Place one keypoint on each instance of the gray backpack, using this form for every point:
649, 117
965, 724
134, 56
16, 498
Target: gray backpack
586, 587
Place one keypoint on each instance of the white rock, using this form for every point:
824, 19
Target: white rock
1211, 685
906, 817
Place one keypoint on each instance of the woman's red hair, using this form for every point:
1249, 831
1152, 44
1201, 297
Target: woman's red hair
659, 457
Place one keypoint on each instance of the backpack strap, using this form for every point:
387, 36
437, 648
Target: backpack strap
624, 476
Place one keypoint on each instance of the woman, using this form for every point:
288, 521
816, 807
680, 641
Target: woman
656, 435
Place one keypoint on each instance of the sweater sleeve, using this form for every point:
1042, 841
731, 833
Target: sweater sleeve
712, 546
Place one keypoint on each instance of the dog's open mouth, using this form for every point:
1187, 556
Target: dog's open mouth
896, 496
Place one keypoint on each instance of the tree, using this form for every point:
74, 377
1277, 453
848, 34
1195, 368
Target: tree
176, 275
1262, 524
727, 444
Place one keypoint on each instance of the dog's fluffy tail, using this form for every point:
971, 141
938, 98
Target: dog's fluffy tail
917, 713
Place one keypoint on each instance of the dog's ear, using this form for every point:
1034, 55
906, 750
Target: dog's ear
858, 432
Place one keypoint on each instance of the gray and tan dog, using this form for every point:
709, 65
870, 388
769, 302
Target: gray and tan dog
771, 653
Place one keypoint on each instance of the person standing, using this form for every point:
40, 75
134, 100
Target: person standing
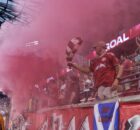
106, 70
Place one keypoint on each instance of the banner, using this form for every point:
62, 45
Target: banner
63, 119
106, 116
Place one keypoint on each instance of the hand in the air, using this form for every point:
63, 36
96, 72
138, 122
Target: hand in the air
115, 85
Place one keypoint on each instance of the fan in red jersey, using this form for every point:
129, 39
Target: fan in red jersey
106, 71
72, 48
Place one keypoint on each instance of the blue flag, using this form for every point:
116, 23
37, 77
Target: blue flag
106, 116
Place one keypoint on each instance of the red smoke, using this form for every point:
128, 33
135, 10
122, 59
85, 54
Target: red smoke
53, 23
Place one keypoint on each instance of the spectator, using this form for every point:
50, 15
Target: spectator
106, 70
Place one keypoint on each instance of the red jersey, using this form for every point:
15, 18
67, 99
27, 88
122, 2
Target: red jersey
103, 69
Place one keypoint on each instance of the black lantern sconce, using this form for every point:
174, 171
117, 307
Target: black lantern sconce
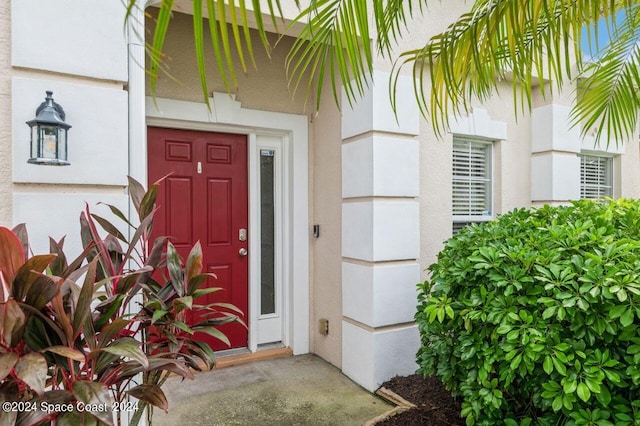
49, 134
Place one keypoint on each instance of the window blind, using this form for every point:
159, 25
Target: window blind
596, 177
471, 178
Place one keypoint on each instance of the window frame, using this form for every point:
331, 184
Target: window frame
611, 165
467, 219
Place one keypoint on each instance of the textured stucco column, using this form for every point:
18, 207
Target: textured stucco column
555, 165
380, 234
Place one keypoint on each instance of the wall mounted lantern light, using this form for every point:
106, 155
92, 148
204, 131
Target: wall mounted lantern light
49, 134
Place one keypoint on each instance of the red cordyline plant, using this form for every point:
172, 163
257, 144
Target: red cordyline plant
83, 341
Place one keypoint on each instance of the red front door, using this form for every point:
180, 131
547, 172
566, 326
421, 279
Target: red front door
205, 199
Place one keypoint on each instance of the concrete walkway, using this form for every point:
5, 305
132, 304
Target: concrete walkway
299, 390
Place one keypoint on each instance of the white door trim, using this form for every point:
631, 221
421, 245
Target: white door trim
--
### Short exercise
Quote the line that contains "Place one keypoint on each instance of the textured" and each line after it through the end of the data, exactly, leaving out everything else.

### Result of this exercise
Place one keypoint on each instance of the textured stucco column, using this form for every point:
18, 207
Target: textured stucco column
555, 165
380, 234
Place one keypoint on each instance of the wall mounted lantern light, using this form for every point:
106, 155
92, 148
204, 131
Target: wall mounted lantern light
49, 134
Place one keypoint on each instance of the red cordyline plant, using this form for every point:
172, 163
257, 144
Target: red cordyline plant
83, 341
Place one keypoint on each instance of the red front door, using this form for every point:
180, 131
547, 172
566, 326
421, 279
Target: red front door
205, 199
Place one keypoint on each instance of the concrete walkway, using this form for every point:
5, 305
132, 304
Target: concrete walkway
299, 390
Place one keypoint on each instance of the white door trim, using this form for every point:
631, 221
421, 245
Target: white door trim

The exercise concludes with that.